Consegna - Riproduci per intero, senza cambiare nulla, il brano sul massacro nella chiesa di Nyange.

Brano citato -
Durante la caccia all’uomo del 1994, Padre Seromba aveva attirato all’interno della sua parrochia a Nyange, nella prefettura di Kibuye, almeno 1500 tutsi. Aveva assicurato a tutti che lì, al cospetto di Gesù e della Madonna, protettrice del Ruanda, sarebbero stati in salvo. Le bande armate hutu non avrebbero osato entrare nella cattedrale. Invece mentre i rifugiati pregavano, ha chiuso a chiave le porte della chiesa, e ha ordinato all’autista di un bulldozer di abbattere l’edificio mentre gli assassini sparavano e lanciavano granate dalle finestre. Fu un massacro soprattutto di donne, vecchi e bambini. «La corte – spiega la dottoressa Arbia – ha constatato che senza la sua autorità morale quel massacro non sarebbe stato commesso. I capi degli assassini e le autorità civili premevano per ammazzare i rifugiati in chiesa, ma nessuno osava muoversi. Anche l’uomo che operava sul bulldozer se era rifiutato di obbedire agli ordini e si è mosso solo dopo che ha avuto l’ok dal sacerdote».

Le responsabilità'



Una sentenza giusta vista la gravità dei fatti e il prestigio dell’imputato, massima autorità morale in quel contesto. Nessuno avrebbe abbattuto una chiesa senza il consenso e l’approvazione dell’autorità religiosa che la governa. E’ stato accertato che Seromba, addirittura, ha indicato all’autista del mezzo meccanico il lato più debole dell’edificio in modo tale che la demolizione fosse più efficace. Il comportamento del sacerdote, insomma conferma la volontà di portare a termine il massacro.

(Record di dati)
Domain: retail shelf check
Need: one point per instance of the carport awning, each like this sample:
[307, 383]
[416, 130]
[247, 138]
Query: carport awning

Risposta completa -
Durante la caccia all’uomo del 1994, Padre Seromba aveva attirato all’interno della sua parrochia a Nyange, nella prefettura di Kibuye, almeno 1500 tutsi. Aveva assicurato a tutti che lì, al cospetto di Gesù e della Madonna, protettrice del Ruanda, sarebbero stati in salvo. Le bande armate hutu non avrebbero osato entrare nella cattedrale. Invece mentre i rifugiati pregavano, ha chiuso a chiave le porte della chiesa, e ha ordinato all’autista di un bulldozer di abbattere l’edificio mentre gli assassini sparavano e lanciavano granate dalle finestre. Fu un massacro soprattutto di donne, vecchi e bambini. «La corte – spiega la dottoressa Arbia – ha constatato che senza la sua autorità morale quel massacro non sarebbe stato commesso. I capi degli assassini e le autorità civili premevano per ammazzare i rifugiati in chiesa, ma nessuno osava muoversi. Anche l’uomo che operava sul bulldozer se era rifiutato di obbedire agli ordini e si è mosso solo dopo che ha avuto l’ok dal sacerdote».

Le responsabilità'



Una sentenza giusta vista la gravità dei fatti e il prestigio dell’imputato, massima autorità morale in quel contesto. Nessuno avrebbe abbattuto una chiesa senza il consenso e l’approvazione dell’autorità religiosa che la governa. E’ stato accertato che Seromba, addirittura, ha indicato all’autista del mezzo meccanico il lato più debole dell’edificio in modo tale che la demolizione fosse più efficace. Il comportamento del sacerdote, insomma conferma la volontà di portare a termine il massacro.